Description of the task: Return only this: the line with "For every instance of the gray" and all the lines that follow it below, through the final one, exactly as they are.

Listed records:
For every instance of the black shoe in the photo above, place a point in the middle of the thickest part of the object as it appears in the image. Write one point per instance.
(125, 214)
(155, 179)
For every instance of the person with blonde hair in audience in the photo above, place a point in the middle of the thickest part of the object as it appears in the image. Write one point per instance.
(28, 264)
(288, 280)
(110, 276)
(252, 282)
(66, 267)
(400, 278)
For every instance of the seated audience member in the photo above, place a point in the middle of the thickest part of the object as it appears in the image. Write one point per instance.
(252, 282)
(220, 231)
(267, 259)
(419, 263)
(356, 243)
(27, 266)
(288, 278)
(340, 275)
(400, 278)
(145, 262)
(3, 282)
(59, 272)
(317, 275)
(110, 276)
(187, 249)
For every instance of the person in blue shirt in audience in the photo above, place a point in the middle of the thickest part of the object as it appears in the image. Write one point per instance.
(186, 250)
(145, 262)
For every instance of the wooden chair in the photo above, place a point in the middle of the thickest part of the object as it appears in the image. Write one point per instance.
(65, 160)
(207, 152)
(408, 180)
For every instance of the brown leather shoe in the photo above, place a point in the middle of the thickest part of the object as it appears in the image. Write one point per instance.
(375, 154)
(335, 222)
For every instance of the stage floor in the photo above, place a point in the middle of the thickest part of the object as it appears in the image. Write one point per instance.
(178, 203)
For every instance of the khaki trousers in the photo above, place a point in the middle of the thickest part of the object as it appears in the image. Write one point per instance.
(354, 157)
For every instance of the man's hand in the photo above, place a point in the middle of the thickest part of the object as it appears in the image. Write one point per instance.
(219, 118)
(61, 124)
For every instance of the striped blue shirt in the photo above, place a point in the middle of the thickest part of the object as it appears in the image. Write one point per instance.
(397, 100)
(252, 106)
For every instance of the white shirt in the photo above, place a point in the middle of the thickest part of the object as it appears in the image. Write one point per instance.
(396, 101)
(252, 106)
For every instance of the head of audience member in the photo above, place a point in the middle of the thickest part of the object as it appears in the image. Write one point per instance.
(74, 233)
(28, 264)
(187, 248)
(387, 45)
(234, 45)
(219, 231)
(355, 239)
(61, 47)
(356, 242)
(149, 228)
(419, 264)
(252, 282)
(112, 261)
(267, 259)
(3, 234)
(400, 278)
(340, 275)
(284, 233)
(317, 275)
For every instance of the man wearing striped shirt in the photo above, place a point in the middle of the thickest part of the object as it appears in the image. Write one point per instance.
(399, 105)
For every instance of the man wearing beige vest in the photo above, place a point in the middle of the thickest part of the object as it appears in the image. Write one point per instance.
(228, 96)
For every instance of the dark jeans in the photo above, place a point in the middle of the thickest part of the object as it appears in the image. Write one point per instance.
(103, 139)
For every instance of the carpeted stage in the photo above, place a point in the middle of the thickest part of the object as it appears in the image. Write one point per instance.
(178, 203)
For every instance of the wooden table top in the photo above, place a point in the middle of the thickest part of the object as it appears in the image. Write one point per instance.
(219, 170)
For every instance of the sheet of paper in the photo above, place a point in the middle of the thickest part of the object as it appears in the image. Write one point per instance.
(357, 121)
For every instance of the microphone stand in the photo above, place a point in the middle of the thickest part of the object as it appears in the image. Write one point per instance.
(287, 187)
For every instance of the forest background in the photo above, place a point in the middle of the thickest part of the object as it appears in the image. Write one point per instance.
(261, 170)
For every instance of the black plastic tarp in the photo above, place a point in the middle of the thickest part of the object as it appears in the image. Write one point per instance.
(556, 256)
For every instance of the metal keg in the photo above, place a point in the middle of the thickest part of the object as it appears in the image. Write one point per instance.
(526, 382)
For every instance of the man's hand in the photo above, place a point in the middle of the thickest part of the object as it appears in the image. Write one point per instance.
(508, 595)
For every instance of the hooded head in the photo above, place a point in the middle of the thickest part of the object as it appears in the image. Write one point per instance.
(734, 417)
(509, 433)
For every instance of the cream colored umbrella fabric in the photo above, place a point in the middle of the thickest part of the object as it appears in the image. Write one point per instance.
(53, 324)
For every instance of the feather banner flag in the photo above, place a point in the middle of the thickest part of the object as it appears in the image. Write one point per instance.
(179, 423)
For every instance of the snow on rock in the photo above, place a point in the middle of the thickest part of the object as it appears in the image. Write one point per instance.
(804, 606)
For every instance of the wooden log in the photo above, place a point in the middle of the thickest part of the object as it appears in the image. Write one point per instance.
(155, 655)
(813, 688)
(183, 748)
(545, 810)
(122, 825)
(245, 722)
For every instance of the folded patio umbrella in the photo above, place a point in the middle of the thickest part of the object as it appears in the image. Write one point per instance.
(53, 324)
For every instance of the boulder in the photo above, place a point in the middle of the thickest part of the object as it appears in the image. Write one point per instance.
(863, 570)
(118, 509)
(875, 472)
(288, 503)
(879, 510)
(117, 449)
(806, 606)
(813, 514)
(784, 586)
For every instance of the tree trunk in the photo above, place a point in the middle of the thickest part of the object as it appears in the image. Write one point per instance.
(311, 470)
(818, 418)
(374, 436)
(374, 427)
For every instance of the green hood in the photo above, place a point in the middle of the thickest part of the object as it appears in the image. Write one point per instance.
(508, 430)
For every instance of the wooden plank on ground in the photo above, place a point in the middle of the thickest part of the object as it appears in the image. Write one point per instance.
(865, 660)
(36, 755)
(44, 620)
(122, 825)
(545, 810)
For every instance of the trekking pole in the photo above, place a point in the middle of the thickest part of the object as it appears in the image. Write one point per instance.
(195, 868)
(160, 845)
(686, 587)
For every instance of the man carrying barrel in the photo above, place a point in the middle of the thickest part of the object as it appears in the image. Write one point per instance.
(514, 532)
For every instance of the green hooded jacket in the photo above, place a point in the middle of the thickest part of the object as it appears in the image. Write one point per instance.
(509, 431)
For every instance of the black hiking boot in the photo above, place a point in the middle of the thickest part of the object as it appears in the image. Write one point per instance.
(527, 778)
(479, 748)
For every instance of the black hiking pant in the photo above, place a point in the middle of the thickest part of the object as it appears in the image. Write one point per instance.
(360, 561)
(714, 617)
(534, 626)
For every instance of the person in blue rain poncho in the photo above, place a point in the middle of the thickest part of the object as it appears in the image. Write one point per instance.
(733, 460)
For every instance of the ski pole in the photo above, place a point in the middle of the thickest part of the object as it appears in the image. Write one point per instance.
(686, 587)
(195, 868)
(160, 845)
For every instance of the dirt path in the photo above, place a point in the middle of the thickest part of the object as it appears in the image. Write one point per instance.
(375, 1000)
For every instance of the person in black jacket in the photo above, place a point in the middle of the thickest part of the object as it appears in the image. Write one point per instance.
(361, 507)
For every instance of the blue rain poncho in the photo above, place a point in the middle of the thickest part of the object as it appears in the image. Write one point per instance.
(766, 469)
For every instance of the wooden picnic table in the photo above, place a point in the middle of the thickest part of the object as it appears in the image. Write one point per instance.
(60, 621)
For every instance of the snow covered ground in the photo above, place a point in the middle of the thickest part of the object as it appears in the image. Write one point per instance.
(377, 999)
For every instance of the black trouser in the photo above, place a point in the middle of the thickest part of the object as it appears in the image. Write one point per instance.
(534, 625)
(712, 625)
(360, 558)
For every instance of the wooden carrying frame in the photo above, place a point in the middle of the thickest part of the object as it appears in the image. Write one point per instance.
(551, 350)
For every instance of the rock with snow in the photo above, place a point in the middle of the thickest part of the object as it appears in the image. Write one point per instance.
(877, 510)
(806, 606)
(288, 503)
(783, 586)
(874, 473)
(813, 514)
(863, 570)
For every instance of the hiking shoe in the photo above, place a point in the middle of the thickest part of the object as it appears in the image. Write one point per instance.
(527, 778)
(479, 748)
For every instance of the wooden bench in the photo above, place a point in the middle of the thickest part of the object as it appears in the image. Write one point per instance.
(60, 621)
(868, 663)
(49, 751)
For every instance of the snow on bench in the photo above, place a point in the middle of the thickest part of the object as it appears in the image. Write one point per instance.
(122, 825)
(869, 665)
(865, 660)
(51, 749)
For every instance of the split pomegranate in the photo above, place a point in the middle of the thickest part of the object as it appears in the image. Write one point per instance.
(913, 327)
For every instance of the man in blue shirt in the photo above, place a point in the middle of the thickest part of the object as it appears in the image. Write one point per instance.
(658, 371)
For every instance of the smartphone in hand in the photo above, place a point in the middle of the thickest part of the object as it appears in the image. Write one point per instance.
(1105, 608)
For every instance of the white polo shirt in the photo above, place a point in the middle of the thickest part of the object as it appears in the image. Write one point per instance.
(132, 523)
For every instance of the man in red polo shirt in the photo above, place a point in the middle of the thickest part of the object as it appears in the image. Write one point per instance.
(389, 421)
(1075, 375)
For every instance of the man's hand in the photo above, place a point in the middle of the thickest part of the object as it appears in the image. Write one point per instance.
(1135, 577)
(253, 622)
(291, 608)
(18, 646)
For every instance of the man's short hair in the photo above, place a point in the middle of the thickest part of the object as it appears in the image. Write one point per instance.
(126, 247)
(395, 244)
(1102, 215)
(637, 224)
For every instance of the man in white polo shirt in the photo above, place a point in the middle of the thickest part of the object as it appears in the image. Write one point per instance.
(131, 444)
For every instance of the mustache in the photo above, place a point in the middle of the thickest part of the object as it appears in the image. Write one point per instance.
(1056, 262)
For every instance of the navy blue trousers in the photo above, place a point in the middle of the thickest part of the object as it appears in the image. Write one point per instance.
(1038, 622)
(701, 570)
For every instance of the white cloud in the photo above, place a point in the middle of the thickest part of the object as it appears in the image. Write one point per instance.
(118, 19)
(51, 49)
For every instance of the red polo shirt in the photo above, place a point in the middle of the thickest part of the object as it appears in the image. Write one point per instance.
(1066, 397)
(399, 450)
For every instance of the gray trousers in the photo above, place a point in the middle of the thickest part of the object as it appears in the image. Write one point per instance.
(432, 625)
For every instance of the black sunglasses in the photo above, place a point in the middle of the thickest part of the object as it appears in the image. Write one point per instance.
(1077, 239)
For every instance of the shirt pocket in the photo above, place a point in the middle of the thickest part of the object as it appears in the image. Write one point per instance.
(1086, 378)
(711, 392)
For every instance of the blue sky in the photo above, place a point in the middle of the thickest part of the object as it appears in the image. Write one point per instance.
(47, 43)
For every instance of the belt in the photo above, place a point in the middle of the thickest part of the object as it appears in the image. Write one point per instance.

Expected answer:
For every instance of the gray trousers in the photo above, place a point in the middle of the thickest part of the object as it appears in the image. Write one point per instance.
(432, 625)
For every instance of the black sunglasses in the photo above, place a point in the middle of the thickest part of the object as it appears in the image. Write one point per instance.
(1077, 239)
For every instance of the shirt pocket in the photo above, place a point in the middle of the thickest part of the object as it appears in the image. Write one point per instance.
(1086, 378)
(711, 392)
For every instance of the blue sky in the photo above, place a point in the middle of the thickest part of the object as it appears in the image. Write one point per instance.
(47, 43)
For every instance of the belt in the photo above, place a point in the middle of the thickest part of the object as it appears in the image. Write one point per instance.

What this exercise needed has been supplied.